과제 설명:
"the short dark" 문구가 포함된 줄에서 시작하여 목록의 마지막 줄에서 끝나는 부분만 다시 제시하십시오. 그 부분의 "Target" 단어는 모두 "Object" 단어로 치환하고, 나머지는 그대로 두십시오.

좌표 주석 항목
# # # # #

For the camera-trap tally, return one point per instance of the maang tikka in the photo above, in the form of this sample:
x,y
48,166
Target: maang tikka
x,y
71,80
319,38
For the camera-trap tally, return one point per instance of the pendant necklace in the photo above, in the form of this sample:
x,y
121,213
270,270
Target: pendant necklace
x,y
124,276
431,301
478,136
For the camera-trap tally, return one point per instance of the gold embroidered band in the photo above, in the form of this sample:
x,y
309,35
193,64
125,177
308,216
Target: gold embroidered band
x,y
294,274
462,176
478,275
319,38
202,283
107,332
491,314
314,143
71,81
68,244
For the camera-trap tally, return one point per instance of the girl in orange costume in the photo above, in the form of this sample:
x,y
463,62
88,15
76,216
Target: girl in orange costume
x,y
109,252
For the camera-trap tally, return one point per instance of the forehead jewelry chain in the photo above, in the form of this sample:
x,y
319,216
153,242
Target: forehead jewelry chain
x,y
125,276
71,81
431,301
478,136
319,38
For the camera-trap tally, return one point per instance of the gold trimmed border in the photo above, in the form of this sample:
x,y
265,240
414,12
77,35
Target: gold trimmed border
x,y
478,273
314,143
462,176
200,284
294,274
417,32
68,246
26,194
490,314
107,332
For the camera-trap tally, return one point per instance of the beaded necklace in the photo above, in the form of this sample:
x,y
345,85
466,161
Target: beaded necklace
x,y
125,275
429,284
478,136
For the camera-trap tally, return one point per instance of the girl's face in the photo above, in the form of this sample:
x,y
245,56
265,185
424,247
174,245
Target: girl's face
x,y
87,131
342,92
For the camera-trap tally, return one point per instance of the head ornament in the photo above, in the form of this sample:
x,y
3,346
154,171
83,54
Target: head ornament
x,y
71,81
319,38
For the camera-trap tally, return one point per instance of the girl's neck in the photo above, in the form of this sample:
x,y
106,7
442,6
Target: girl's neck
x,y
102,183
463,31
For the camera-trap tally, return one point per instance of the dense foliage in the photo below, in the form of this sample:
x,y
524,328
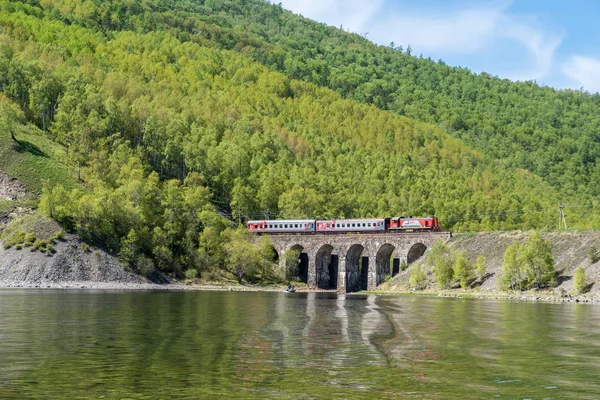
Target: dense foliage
x,y
168,110
555,134
529,265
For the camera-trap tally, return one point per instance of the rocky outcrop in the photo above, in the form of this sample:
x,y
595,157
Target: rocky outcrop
x,y
71,264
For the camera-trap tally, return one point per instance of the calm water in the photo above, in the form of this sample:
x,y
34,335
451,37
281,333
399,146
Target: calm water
x,y
151,345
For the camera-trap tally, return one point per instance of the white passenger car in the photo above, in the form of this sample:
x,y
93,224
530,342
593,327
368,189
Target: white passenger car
x,y
351,225
282,226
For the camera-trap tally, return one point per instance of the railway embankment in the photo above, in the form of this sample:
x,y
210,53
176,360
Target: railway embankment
x,y
570,249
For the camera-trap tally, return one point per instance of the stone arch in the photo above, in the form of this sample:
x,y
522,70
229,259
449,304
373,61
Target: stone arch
x,y
382,263
357,269
326,264
415,252
297,270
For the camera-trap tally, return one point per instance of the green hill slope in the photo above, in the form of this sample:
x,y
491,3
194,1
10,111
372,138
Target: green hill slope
x,y
164,122
554,134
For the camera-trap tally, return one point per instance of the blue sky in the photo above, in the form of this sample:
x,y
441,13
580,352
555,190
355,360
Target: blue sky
x,y
556,43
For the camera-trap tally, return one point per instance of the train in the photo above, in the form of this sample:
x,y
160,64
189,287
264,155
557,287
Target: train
x,y
365,225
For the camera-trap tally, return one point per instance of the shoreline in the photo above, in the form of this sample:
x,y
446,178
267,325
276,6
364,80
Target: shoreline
x,y
182,286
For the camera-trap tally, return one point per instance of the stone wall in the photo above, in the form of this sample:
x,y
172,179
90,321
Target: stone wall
x,y
344,253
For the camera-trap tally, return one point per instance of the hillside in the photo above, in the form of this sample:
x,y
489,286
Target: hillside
x,y
570,251
169,112
551,133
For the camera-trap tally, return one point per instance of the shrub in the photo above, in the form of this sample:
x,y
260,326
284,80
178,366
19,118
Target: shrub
x,y
417,279
530,265
442,260
403,265
39,245
191,274
480,268
29,240
580,281
593,255
17,237
463,270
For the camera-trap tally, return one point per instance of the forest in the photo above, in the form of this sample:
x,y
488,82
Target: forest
x,y
179,117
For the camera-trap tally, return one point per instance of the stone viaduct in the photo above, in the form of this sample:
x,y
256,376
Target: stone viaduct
x,y
352,262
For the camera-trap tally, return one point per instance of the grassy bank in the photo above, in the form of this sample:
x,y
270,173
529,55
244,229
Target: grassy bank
x,y
570,250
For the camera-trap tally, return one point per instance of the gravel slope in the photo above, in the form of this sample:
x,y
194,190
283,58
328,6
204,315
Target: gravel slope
x,y
71,265
570,250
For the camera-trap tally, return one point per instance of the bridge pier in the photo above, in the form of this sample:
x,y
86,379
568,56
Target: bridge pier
x,y
335,260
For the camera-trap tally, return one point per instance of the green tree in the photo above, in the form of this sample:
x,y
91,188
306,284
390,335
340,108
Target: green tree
x,y
480,268
443,262
579,283
243,258
537,261
593,255
10,117
511,272
417,278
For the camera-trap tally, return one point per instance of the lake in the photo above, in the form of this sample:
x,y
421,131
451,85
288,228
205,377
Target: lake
x,y
202,345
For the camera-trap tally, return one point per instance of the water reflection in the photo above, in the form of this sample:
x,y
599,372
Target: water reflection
x,y
303,345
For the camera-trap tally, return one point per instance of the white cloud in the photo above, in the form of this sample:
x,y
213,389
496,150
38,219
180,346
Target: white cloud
x,y
541,44
473,29
462,31
468,30
583,72
352,14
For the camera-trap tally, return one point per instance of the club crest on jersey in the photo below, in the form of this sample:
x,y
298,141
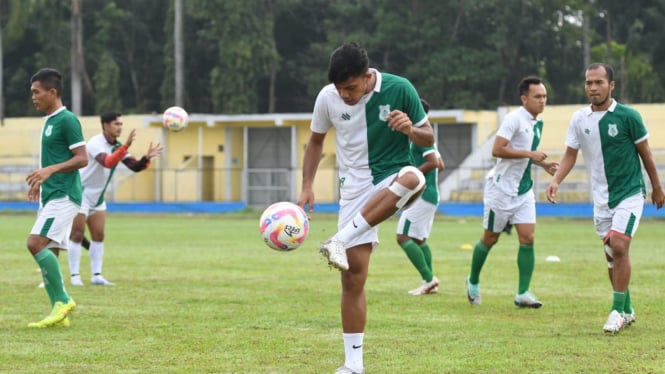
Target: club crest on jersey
x,y
384,111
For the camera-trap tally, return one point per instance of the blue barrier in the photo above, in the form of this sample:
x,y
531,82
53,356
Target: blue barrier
x,y
447,209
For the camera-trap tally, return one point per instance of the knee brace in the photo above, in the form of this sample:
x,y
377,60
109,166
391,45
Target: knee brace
x,y
405,193
608,252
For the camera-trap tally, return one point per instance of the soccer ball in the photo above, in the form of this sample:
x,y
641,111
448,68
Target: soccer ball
x,y
284,226
175,118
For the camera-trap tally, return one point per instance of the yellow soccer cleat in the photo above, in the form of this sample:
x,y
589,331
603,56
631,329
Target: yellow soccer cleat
x,y
58,314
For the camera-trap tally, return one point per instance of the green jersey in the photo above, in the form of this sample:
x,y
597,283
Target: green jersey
x,y
61,133
418,154
607,140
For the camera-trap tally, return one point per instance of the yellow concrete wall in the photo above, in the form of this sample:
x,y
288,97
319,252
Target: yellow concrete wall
x,y
224,142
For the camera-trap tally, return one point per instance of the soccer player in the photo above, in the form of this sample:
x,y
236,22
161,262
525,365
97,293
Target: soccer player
x,y
104,154
375,115
612,138
508,195
56,185
415,223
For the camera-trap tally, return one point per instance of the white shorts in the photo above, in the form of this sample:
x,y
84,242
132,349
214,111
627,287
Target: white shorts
x,y
499,208
624,218
88,207
348,208
54,221
416,221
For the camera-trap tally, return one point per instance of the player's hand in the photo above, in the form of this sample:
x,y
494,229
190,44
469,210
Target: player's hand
x,y
538,156
399,121
658,197
551,192
307,198
551,167
154,151
130,138
33,193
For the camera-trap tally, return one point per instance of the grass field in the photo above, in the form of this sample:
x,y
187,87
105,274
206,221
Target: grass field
x,y
203,294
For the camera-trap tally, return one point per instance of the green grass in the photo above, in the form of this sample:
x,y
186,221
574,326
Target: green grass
x,y
203,294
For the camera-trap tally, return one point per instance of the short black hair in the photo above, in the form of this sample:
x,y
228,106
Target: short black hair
x,y
109,117
608,69
49,78
347,61
425,105
526,83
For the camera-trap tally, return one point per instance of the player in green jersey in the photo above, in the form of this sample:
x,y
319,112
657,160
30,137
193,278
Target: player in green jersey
x,y
613,139
56,185
508,194
375,115
415,223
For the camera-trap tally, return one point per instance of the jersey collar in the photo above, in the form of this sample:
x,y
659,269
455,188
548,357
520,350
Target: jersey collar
x,y
588,111
528,115
56,112
379,79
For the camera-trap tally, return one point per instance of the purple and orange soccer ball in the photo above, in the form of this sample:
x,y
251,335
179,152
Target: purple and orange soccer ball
x,y
284,226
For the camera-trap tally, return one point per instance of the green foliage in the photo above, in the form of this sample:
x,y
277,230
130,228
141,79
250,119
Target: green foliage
x,y
242,55
203,294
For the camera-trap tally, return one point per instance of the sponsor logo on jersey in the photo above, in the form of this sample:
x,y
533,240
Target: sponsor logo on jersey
x,y
384,111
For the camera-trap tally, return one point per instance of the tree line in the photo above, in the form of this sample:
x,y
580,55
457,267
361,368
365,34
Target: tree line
x,y
260,56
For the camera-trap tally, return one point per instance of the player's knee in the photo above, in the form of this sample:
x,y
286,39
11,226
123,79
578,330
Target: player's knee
x,y
408,185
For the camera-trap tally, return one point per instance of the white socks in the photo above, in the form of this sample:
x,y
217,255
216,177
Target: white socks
x,y
74,257
96,257
353,351
353,229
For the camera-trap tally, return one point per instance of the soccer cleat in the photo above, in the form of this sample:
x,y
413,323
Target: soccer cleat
x,y
614,322
75,280
98,280
629,318
527,300
346,370
63,323
426,287
59,312
473,292
335,253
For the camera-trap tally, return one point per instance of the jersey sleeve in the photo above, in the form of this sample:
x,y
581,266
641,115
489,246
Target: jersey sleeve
x,y
572,140
638,131
73,133
412,106
509,126
321,122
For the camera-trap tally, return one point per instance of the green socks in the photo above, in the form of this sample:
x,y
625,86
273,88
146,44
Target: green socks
x,y
52,275
628,306
419,259
480,252
619,301
526,262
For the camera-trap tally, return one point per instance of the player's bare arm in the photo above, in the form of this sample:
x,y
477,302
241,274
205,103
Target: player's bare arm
x,y
431,163
657,194
500,149
36,178
153,151
422,136
130,138
310,166
564,167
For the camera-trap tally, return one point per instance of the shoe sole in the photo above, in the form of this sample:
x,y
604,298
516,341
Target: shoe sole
x,y
326,254
532,306
472,300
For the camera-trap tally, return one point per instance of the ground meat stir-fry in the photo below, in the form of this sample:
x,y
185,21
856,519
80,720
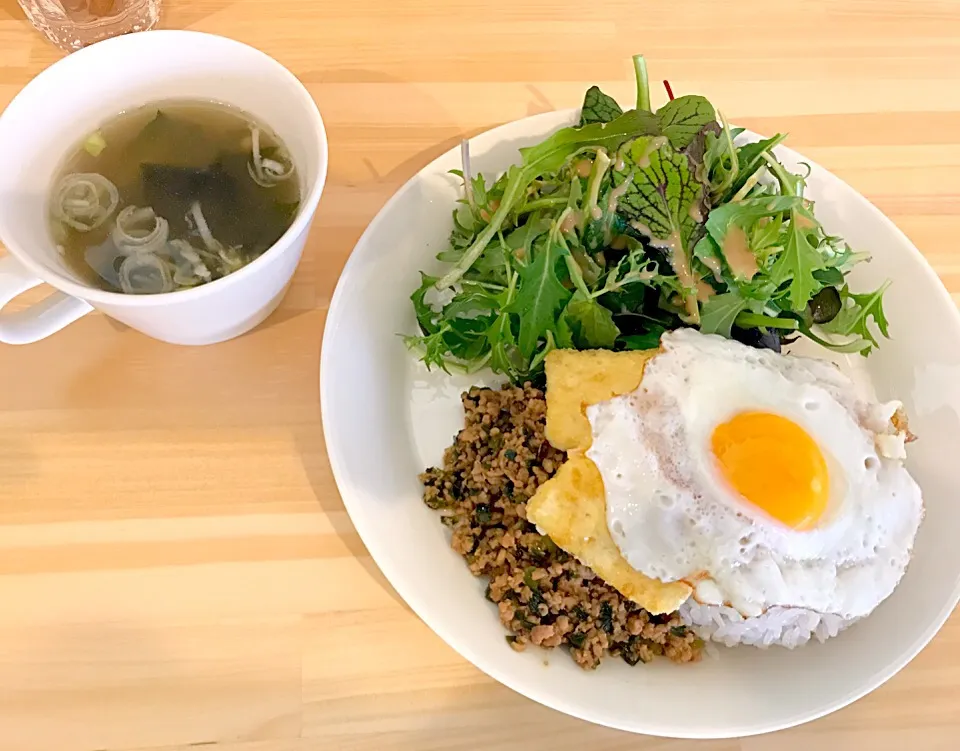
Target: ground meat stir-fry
x,y
544,596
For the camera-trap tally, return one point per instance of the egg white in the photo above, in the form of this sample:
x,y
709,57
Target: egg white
x,y
673,517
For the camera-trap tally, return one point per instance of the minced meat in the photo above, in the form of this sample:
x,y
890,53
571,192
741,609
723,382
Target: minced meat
x,y
543,596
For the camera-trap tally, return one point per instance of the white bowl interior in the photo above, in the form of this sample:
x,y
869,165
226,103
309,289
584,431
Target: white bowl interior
x,y
53,113
386,419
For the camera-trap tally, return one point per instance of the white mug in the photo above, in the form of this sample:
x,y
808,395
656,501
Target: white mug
x,y
73,98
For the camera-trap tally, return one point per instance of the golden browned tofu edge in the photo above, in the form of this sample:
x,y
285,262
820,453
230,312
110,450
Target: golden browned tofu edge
x,y
571,509
577,379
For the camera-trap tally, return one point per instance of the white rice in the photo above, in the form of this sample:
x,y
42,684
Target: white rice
x,y
786,627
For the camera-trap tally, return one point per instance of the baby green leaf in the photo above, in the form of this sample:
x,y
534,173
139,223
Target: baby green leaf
x,y
797,262
427,317
719,312
746,213
598,107
591,324
540,297
681,119
549,156
659,191
856,313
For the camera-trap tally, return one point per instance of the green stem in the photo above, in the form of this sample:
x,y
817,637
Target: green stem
x,y
543,203
643,84
516,184
600,166
747,320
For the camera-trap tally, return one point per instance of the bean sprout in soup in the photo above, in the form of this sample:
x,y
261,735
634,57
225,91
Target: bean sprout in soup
x,y
172,196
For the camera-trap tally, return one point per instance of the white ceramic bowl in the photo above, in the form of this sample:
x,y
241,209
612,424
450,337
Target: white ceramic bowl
x,y
386,419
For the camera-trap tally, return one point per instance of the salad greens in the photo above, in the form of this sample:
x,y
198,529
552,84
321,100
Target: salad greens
x,y
629,224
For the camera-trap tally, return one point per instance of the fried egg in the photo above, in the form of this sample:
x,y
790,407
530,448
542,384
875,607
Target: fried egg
x,y
763,481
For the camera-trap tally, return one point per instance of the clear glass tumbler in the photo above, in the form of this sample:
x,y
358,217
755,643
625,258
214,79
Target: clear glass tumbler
x,y
72,24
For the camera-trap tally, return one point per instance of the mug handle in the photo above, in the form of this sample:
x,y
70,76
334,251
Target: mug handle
x,y
38,321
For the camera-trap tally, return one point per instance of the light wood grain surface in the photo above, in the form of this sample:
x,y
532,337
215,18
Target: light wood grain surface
x,y
176,567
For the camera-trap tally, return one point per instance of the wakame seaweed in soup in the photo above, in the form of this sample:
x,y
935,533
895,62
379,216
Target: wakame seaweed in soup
x,y
171,196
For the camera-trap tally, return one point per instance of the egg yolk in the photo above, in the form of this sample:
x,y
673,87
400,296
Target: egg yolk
x,y
774,464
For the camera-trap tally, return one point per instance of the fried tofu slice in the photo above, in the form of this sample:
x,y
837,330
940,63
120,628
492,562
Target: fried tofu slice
x,y
575,380
571,507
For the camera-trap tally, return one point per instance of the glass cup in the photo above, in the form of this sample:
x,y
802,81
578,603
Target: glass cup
x,y
72,24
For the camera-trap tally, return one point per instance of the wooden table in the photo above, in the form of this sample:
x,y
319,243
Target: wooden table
x,y
176,567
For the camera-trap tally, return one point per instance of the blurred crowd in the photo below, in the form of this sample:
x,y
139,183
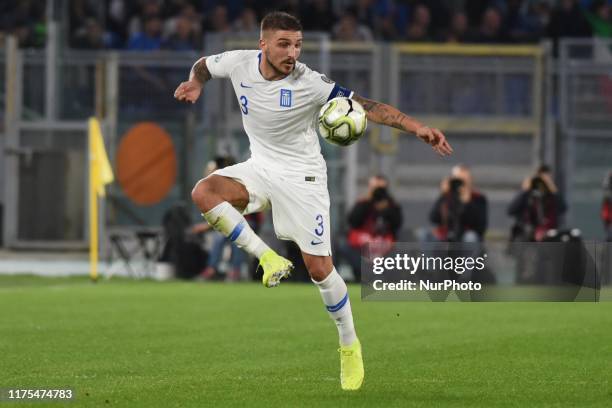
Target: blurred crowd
x,y
182,24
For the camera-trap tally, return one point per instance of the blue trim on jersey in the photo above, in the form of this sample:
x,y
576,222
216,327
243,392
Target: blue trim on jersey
x,y
237,230
338,305
339,91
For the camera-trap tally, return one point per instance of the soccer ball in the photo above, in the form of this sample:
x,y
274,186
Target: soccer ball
x,y
342,121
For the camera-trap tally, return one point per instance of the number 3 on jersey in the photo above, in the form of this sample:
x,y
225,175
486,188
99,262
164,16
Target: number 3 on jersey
x,y
243,104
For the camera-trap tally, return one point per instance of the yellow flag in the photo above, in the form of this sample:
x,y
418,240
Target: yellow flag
x,y
100,174
100,168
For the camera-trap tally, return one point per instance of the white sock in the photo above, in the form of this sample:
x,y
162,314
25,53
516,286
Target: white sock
x,y
335,297
229,222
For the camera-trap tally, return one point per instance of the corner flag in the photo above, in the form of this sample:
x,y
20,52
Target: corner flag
x,y
100,174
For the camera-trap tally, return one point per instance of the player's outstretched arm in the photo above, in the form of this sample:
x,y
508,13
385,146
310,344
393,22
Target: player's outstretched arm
x,y
388,115
190,90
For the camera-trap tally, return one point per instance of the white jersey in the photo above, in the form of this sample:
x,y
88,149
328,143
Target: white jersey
x,y
279,117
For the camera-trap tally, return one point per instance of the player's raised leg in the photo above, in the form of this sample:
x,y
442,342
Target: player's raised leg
x,y
336,299
217,197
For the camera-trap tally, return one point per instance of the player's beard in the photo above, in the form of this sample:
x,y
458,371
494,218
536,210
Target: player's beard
x,y
277,69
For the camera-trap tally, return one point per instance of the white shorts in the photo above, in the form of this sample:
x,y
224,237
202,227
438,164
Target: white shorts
x,y
300,204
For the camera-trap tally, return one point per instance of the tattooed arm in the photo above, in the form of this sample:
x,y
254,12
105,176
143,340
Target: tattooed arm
x,y
190,90
199,71
388,115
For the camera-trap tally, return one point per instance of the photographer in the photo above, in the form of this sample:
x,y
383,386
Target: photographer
x,y
375,218
606,207
538,208
460,213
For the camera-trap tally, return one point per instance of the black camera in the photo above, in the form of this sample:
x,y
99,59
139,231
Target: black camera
x,y
454,184
538,185
380,194
607,185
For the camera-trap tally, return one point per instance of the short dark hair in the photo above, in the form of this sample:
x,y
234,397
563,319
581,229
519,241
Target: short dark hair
x,y
544,168
279,20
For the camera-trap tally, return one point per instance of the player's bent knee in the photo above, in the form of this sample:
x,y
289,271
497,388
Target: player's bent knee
x,y
203,195
319,267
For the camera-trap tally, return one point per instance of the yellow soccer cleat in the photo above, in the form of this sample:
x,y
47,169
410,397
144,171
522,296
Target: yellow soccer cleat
x,y
351,367
275,268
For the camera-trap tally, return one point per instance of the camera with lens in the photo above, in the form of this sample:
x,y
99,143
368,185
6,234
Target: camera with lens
x,y
454,184
607,185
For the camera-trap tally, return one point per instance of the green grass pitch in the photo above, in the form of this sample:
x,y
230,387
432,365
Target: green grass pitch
x,y
178,344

# # # # #

과제 결과:
For the camera-trap tally, return one point per instance of the short dark hair in the photo above, in the form of this sample:
x,y
234,397
563,319
581,229
519,241
Object: short dark hair
x,y
544,168
279,20
For the camera-trap tally, return one point per instance of the player's bent knee in the photo above, in the form of this sample:
x,y
289,271
497,388
Object: player's bent knee
x,y
203,195
319,267
For the camera-trap tally, return one point per instance of the yellow soccer cleat in the photo above, in the form of this sample:
x,y
47,169
410,397
144,171
522,296
Object: yellow soccer cleat
x,y
351,367
275,268
For the camera-trap tally, return one point per instance of the camera with lens in the photo above, in the form of this sample:
x,y
99,143
368,185
6,234
Object: camera with lens
x,y
454,184
607,185
For the camera-trap tally, return one point per instance of the green grass pitch in the photo above, in the form of this sample:
x,y
230,387
432,365
Object: green grass pitch
x,y
178,344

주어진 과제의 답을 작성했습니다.